Supplied text:
Skip to content

Proxmox Operator

Work in progress!

The Proxmox Operator manages Proxmox Virtual Environment (PVE) resources through Kubernetes Custom Resource Definitions. It provides declarative infrastructure management by reconciling Kubernetes resources with Proxmox clusters, nodes, and virtual machines.

Architecture

Controller Structure

The operator implements the Kubernetes controller pattern with the following components:

  • Machine Controller: Reconciles vitistack.io/v1alpha1/Machine resources
  • ProxmoxCluster Controller: Manages Proxmox cluster connections
  • ProxmoxNode Controller: Handles individual node management
  • Initialize Service: Validates Proxmox connectivity and authentication

Repository Structure

├── cmd/                           # Main entry point
├── internal/
│   ├── controller/v1alpha1/       # Custom resource controllers
│   └── services/initializeservice/ # Proxmox initialization logic
├── config/
│   ├── crd/                       # Custom Resource Definitions
│   ├── rbac/                      # Role-based access control
│   ├── manager/                   # Operator deployment
│   ├── prometheus/                # Monitoring configuration
│   ├── network-policy/            # Network security policies
│   └── samples/                   # Example resources
├── charts/proxmox-operator/       # Helm deployment charts
└── test/                          # Test suites

API Reference

Machine Resource

The primary resource managed by the Proxmox Operator:

apiVersion: vitistack.io/v1alpha1
kind: Machine
metadata:
  name: string                     # Machine identifier
  namespace: string               # Kubernetes namespace
  labels:
    cluster.vitistack.io/cluster-name: string # Associated cluster
spec:
  # Core Configuration
  name: string                    # VM name in Proxmox
  vmid: int                      # Proxmox VM ID (100-999999999)
  node: string                   # Target Proxmox node
  template: string               # Base template/image

  # Resource Allocation
  cpu:
    cores: int                   # CPU cores (1-128)
    sockets: int                 # CPU sockets (1-4)
    threadsPerCore: int          # Threads per core (1-2)

Collected material:
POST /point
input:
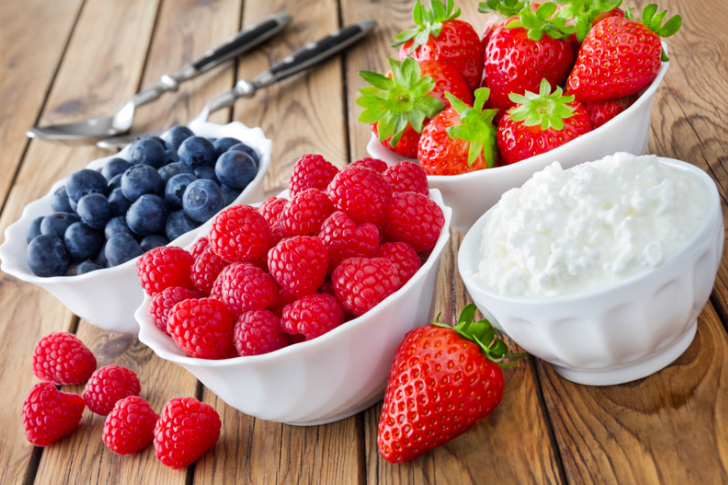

Requirement:
Rewrite the passage of the Proxmox Operator page that opens with the words containing "Work in progress!" and closes with "and virtual machines.", renaming "declarative infrastructure management" to "declarative infrastructure control" wherever it appears. The task needs none of the data shown above.

Finished answer:
Work in progress!

The Proxmox Operator manages Proxmox Virtual Environment (PVE) resources through Kubernetes Custom Resource Definitions. It provides declarative infrastructure control by reconciling Kubernetes resources with Proxmox clusters, nodes, and virtual machines.